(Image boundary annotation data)

• • • • •

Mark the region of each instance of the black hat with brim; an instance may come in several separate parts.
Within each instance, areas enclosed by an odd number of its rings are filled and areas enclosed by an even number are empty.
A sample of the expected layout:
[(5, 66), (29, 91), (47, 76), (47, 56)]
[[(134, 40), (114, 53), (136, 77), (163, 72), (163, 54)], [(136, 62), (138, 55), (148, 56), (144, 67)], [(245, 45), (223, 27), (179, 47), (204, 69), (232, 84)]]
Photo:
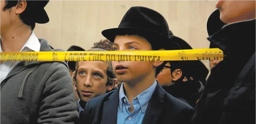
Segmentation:
[(209, 17), (207, 21), (207, 32), (209, 36), (220, 30), (225, 25), (220, 18), (220, 11), (215, 11)]
[(45, 24), (49, 22), (47, 13), (44, 8), (50, 0), (26, 0), (27, 7), (24, 13), (25, 17), (36, 23)]
[[(67, 49), (67, 51), (84, 51), (85, 50), (79, 46), (73, 45)], [(67, 65), (69, 69), (72, 71), (74, 71), (76, 69), (76, 62), (69, 61), (67, 62)]]
[[(170, 36), (170, 38), (174, 40), (179, 45), (181, 49), (192, 49), (192, 47), (189, 44), (186, 42), (182, 39), (174, 35)], [(186, 65), (192, 67), (192, 69), (188, 70), (189, 73), (192, 74), (194, 77), (198, 80), (205, 80), (208, 75), (209, 70), (205, 66), (205, 65), (200, 61), (182, 61), (186, 63)], [(188, 63), (190, 63), (189, 64)], [(195, 72), (196, 70), (196, 72)]]
[(157, 12), (144, 7), (133, 7), (127, 11), (118, 28), (104, 30), (102, 34), (112, 42), (117, 35), (134, 35), (146, 39), (154, 50), (180, 49), (179, 45), (169, 38), (169, 28), (165, 19)]
[[(207, 32), (209, 36), (220, 30), (226, 24), (220, 18), (220, 14), (219, 10), (215, 11), (209, 17), (207, 21)], [(210, 43), (210, 48), (217, 47), (212, 42)]]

• • • • •

→ **WORK TO BE COMPLETED**:
Reproduce every line of the records above verbatim, leaving out the pictures.

→ **EXERCISE RESPONSE**:
Mark the region of each instance of the black hat with brim; an instance may come in several separate parts.
Within each instance, areas enclosed by an odd number of its rings are filled and areas enclosed by an even number are empty.
A sample of the expected layout:
[(5, 66), (29, 91), (47, 76), (47, 56)]
[[(134, 40), (114, 53), (136, 77), (163, 72), (163, 54)], [(136, 62), (138, 55), (148, 56), (144, 67)], [(245, 45), (223, 27), (179, 47), (204, 69), (232, 84)]]
Photo:
Segmentation:
[(209, 17), (207, 21), (207, 32), (209, 36), (220, 30), (225, 25), (220, 18), (220, 11), (215, 11)]
[(45, 24), (49, 22), (47, 13), (44, 8), (50, 0), (26, 0), (27, 7), (24, 13), (25, 17), (36, 23)]
[[(67, 49), (67, 51), (84, 51), (85, 50), (79, 46), (73, 45)], [(67, 65), (69, 69), (72, 71), (74, 71), (76, 69), (76, 62), (69, 61), (67, 62)]]
[[(170, 36), (170, 38), (174, 40), (179, 45), (181, 49), (192, 49), (192, 47), (189, 44), (186, 42), (182, 39), (174, 35)], [(186, 65), (192, 67), (192, 69), (188, 70), (189, 73), (192, 74), (194, 77), (198, 80), (205, 80), (208, 75), (209, 70), (205, 66), (205, 65), (200, 61), (182, 61), (186, 63)], [(188, 63), (190, 63), (189, 64)], [(195, 72), (196, 70), (196, 72)]]
[(157, 12), (144, 7), (133, 7), (127, 11), (118, 28), (104, 30), (102, 34), (112, 42), (117, 35), (134, 35), (146, 39), (154, 50), (180, 49), (179, 45), (169, 38), (169, 28), (165, 19)]
[[(207, 32), (209, 36), (220, 30), (226, 24), (220, 18), (220, 14), (219, 10), (215, 11), (209, 17), (207, 21)], [(210, 43), (210, 48), (217, 47), (212, 42)]]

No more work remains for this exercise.